EXTRACTED ENTRIES START

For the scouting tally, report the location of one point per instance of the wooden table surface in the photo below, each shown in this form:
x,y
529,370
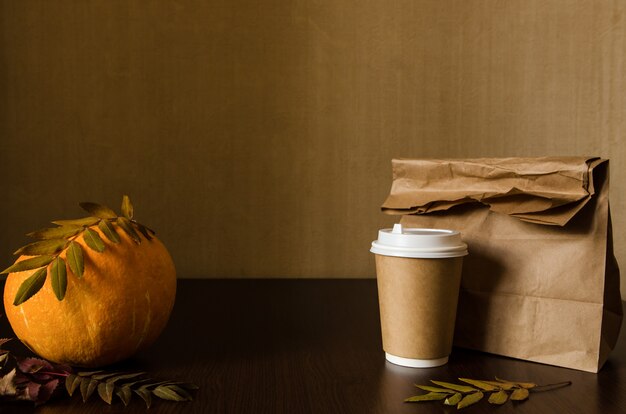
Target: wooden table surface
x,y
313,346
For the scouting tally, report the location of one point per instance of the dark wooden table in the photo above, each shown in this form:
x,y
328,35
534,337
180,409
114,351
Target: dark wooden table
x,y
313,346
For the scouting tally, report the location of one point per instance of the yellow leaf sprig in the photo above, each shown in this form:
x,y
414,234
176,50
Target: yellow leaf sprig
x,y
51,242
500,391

EXTRACTED ENTRIES END
EXTRACTED ENTRIES START

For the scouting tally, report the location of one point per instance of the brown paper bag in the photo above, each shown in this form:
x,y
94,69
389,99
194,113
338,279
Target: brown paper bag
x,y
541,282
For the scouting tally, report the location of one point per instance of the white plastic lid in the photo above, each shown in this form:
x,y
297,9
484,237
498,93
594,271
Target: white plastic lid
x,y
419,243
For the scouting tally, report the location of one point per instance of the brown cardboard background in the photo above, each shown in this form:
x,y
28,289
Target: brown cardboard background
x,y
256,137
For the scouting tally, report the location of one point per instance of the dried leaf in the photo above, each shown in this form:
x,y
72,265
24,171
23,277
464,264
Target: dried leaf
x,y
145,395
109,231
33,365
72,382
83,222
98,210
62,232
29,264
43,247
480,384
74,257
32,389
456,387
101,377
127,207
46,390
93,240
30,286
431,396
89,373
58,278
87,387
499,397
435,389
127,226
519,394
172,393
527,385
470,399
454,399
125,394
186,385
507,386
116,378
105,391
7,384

EXTRACTED ENTRIES END
EXTRACTED ENTRIES START

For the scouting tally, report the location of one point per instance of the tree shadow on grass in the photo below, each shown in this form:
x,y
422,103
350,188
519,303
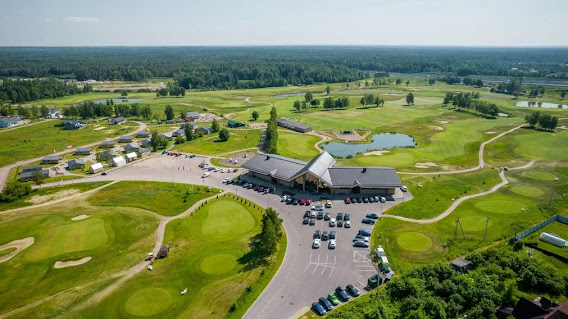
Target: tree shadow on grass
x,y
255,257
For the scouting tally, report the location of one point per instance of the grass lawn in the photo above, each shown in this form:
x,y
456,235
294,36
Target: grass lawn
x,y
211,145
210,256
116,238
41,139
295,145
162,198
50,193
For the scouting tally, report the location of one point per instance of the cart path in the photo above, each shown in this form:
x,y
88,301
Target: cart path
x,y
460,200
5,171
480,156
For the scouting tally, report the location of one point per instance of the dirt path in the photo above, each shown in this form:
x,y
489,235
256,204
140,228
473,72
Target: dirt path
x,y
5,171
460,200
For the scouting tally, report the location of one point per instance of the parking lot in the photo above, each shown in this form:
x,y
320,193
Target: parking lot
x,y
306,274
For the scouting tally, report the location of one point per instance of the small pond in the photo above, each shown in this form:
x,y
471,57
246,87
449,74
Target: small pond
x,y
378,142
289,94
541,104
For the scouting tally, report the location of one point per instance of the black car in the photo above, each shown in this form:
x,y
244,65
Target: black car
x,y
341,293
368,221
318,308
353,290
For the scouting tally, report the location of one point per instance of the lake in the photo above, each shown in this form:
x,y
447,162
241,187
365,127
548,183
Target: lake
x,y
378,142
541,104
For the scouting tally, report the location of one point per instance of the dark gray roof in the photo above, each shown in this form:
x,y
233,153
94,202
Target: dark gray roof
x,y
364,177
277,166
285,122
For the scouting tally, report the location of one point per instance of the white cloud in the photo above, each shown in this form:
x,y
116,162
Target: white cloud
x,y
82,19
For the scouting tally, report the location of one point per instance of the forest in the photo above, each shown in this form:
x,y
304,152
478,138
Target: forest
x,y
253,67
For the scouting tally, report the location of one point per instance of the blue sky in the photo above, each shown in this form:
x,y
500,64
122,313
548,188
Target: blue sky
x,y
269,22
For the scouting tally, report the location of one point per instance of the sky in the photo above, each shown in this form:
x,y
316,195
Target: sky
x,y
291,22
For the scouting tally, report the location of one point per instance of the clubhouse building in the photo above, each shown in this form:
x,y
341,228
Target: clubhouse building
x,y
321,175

EXTRACTED ENTRIES END

**YOUR GOAL:** Which lines of the records above contain the word "below"? Report each one.

**WRITTEN REPLY:**
For the scouting tally, report the location of one point per instance of the wooden table surface in the photo below, each shown in this form:
For the scouting tally, report the location of one point per instance of the tree shadow on grass in the photo below, each shown in this form:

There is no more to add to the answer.